In the records below, find the line containing "Could you indicate the dark wing". Restate it and all the lines after it exactly, and omit the rest.

_Input_:
────

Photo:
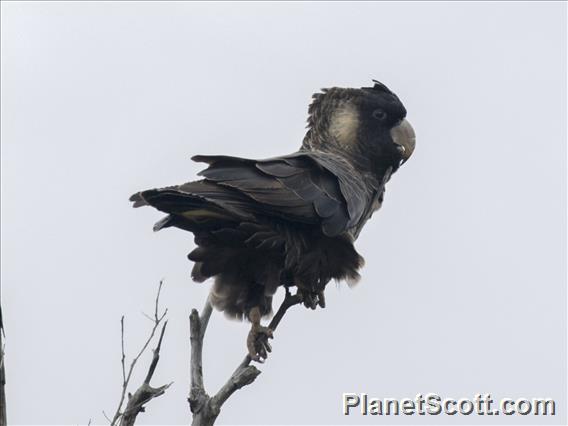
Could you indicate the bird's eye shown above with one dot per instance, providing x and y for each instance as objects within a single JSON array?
[{"x": 379, "y": 114}]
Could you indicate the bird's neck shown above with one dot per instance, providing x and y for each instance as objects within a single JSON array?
[{"x": 368, "y": 163}]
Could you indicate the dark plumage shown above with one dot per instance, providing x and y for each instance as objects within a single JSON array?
[{"x": 291, "y": 220}]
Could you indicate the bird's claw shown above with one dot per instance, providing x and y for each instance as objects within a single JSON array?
[
  {"x": 312, "y": 299},
  {"x": 257, "y": 342}
]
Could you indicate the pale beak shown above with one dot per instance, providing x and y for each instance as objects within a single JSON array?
[{"x": 403, "y": 135}]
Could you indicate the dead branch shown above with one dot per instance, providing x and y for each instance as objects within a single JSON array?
[
  {"x": 206, "y": 409},
  {"x": 145, "y": 393},
  {"x": 3, "y": 418}
]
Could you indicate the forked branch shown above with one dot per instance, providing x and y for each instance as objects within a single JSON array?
[
  {"x": 145, "y": 393},
  {"x": 205, "y": 408}
]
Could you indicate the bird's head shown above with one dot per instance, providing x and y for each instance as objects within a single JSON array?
[{"x": 367, "y": 123}]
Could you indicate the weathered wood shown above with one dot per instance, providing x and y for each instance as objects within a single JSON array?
[{"x": 206, "y": 409}]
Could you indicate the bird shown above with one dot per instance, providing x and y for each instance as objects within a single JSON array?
[{"x": 290, "y": 220}]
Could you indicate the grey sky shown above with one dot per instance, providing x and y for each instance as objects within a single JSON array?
[{"x": 464, "y": 289}]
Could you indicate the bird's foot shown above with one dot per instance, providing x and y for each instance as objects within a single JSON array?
[
  {"x": 312, "y": 299},
  {"x": 257, "y": 340}
]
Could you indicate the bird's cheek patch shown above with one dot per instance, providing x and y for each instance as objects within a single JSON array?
[{"x": 344, "y": 125}]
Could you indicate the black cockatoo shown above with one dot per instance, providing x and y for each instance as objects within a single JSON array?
[{"x": 290, "y": 220}]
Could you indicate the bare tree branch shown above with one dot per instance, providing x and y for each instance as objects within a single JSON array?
[
  {"x": 3, "y": 417},
  {"x": 205, "y": 409},
  {"x": 145, "y": 392}
]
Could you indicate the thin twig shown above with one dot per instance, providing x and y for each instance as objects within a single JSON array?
[
  {"x": 118, "y": 417},
  {"x": 145, "y": 393},
  {"x": 205, "y": 409}
]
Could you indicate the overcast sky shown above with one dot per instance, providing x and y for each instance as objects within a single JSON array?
[{"x": 464, "y": 288}]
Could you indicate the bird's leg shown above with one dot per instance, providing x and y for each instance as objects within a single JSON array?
[
  {"x": 257, "y": 340},
  {"x": 312, "y": 299}
]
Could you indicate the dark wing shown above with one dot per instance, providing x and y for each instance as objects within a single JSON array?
[{"x": 306, "y": 188}]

────

_Written response_:
Could you indicate the dark wing shown above with one dot per instance, providing x and y for each instance as objects within a single JSON array?
[{"x": 306, "y": 188}]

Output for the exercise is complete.